(Beginning of Working data)

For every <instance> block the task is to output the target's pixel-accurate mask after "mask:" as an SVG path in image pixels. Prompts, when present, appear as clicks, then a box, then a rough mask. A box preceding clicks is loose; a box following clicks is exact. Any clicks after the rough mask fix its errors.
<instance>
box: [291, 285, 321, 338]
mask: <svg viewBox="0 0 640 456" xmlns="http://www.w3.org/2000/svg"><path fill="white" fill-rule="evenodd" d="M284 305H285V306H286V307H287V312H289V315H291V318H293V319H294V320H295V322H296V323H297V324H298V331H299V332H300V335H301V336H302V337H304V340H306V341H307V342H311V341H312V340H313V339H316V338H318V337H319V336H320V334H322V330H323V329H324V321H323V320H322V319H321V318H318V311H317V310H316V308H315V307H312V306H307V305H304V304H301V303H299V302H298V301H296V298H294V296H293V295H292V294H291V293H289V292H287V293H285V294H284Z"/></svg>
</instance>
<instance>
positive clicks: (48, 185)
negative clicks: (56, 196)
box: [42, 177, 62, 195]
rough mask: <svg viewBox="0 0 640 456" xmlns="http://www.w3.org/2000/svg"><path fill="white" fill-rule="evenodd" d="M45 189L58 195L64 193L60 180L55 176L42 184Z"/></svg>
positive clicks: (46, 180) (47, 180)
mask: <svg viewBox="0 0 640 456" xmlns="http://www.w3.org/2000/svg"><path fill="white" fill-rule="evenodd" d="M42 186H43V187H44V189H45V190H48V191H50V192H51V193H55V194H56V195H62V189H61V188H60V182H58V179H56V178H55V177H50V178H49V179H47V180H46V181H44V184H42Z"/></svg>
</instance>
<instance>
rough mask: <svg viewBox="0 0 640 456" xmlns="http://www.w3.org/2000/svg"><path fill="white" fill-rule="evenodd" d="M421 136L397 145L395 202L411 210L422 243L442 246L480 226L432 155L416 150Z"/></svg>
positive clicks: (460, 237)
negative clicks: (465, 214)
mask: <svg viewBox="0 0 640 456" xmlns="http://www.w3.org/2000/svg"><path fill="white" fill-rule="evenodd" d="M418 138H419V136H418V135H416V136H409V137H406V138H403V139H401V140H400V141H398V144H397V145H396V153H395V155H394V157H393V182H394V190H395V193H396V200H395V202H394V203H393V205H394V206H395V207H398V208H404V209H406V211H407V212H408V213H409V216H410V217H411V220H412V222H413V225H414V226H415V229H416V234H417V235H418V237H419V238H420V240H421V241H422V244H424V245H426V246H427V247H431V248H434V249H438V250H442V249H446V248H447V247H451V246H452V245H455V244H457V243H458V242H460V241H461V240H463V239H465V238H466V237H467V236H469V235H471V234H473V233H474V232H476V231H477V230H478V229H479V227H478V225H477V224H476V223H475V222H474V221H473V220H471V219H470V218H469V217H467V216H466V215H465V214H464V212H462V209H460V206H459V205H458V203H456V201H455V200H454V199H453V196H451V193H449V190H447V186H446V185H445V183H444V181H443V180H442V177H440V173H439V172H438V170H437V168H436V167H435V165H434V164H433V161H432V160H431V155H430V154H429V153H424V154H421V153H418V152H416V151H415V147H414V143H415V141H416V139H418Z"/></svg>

(End of Working data)

> [Assignment]
Copy out every line above that contains the string "clicks".

> [Problem solution]
For every <instance> block the task is to output the target's pixel-accurate mask after "mask:" as an SVG path in image pixels. Prompts, when present, appear as clicks, then a box, then a rough mask. A box preceding clicks is loose; a box following clicks is exact. Any clicks after the rough mask fix its errors.
positive clicks: (48, 185)
negative clicks: (56, 196)
positive clicks: (46, 180) (47, 180)
positive clicks: (460, 237)
negative clicks: (465, 214)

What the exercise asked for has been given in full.